EXERCISE INSTRUCTIONS
How many lines in the records below contain the string "cloud"? Reply with the number alone.

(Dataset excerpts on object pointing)
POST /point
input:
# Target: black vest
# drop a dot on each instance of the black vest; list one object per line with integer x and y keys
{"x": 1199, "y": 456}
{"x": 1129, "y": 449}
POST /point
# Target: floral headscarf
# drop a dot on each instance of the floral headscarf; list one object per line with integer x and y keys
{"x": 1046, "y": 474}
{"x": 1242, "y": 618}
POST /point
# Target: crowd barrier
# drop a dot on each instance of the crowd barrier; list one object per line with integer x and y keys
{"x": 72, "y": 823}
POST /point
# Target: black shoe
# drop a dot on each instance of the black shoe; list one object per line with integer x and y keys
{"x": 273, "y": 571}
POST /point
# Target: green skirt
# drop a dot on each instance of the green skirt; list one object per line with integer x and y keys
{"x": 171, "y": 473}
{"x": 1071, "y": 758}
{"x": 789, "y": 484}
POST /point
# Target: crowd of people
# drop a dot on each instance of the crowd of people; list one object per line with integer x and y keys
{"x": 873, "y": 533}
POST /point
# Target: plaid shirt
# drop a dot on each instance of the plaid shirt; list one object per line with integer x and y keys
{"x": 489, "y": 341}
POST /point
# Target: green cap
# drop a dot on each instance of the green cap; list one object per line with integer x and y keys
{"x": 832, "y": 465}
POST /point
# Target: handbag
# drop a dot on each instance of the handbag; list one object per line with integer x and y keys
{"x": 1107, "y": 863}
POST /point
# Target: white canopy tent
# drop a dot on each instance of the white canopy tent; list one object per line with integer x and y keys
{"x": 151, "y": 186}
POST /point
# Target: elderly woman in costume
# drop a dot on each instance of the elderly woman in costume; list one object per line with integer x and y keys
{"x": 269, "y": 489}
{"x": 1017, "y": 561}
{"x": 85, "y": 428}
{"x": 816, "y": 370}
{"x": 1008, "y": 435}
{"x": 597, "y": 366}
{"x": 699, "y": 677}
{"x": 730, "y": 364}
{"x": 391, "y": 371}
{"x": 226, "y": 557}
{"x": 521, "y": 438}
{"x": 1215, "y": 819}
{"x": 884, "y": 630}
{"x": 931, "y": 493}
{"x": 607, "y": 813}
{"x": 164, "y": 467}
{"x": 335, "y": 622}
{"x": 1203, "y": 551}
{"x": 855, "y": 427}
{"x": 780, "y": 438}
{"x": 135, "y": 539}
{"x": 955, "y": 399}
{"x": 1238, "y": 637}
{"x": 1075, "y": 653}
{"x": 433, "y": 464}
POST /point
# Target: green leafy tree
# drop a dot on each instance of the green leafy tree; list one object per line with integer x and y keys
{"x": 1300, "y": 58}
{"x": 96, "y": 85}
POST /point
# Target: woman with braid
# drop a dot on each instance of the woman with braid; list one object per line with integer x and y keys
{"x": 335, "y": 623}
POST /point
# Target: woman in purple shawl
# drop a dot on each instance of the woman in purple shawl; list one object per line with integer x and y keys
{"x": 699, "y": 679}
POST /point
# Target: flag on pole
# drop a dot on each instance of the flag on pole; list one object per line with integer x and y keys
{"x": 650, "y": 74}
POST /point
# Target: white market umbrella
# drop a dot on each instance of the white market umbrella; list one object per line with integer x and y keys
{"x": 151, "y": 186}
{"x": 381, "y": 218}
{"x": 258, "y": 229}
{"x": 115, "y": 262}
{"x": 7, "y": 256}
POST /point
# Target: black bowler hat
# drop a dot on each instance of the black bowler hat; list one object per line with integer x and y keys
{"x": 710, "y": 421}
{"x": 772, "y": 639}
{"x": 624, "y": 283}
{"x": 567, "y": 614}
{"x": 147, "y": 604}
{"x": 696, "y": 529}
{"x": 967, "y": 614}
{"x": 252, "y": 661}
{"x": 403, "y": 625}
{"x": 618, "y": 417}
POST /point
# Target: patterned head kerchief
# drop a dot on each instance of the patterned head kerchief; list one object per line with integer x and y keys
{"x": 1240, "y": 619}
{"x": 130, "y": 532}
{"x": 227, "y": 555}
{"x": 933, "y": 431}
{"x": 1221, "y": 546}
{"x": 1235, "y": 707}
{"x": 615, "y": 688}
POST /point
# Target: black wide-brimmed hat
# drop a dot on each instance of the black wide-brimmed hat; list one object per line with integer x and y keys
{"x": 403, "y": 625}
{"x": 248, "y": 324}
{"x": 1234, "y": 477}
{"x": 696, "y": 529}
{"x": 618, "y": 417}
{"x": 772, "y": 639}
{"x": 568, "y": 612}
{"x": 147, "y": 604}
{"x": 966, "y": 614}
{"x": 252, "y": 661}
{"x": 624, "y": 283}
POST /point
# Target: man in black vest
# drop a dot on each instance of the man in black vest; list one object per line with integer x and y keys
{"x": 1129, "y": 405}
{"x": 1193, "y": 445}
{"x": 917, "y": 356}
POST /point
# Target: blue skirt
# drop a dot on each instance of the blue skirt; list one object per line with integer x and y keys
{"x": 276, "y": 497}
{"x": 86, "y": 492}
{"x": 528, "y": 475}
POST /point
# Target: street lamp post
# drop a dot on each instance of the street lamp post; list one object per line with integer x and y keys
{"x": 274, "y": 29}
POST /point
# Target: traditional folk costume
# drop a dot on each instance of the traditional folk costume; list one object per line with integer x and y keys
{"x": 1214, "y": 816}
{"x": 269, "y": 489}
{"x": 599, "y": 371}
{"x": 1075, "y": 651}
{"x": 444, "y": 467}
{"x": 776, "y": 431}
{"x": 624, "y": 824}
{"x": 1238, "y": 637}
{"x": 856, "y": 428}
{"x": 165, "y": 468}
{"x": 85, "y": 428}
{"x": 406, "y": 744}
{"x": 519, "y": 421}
* * *
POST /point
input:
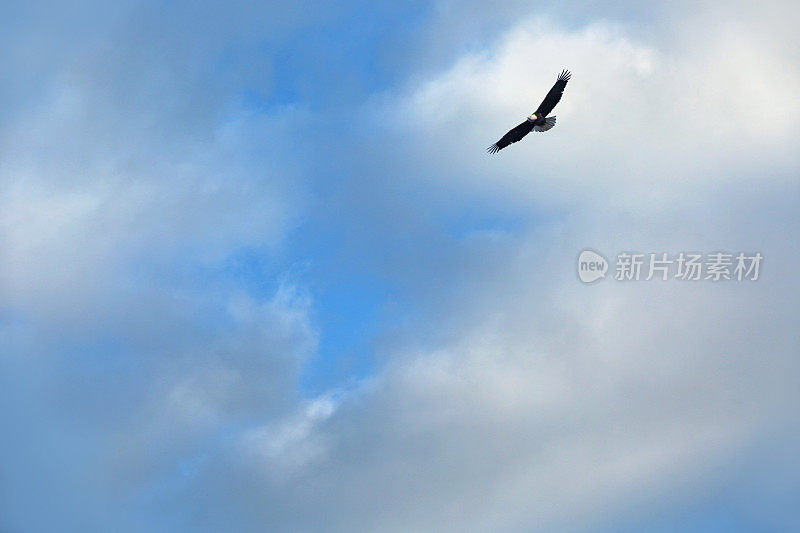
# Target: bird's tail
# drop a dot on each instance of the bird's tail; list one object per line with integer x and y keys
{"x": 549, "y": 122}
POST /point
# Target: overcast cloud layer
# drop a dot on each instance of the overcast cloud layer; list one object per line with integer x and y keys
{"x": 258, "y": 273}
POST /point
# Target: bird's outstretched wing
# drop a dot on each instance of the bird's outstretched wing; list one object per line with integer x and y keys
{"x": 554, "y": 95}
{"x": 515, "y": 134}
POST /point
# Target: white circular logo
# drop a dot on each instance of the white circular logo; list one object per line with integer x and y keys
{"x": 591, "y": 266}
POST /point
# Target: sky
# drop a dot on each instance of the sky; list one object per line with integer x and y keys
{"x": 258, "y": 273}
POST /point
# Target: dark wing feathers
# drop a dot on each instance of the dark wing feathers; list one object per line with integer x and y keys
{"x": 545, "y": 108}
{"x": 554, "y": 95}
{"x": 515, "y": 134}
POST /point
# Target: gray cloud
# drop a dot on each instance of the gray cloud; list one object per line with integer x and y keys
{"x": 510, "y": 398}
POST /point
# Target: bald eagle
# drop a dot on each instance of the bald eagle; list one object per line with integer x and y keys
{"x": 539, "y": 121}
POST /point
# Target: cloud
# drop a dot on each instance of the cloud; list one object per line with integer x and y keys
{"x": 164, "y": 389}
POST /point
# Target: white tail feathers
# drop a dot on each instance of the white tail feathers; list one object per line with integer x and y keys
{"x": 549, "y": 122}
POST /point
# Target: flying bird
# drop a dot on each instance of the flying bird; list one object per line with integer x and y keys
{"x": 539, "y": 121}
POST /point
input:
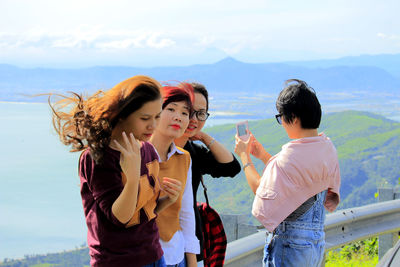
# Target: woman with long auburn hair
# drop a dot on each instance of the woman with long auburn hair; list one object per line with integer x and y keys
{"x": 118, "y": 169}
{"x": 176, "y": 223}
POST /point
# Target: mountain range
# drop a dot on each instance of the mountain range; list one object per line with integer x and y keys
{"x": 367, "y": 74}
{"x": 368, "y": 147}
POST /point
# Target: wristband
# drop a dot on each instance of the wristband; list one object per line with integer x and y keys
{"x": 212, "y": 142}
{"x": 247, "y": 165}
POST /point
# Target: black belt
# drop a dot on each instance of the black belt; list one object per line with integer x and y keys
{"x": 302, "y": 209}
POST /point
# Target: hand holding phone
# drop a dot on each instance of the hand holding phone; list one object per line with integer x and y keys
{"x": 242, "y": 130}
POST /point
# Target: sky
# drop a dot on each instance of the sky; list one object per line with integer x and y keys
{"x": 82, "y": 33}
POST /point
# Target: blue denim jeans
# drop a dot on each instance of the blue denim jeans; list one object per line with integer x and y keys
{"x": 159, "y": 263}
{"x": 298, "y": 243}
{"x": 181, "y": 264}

EXPECTED OUTPUT
6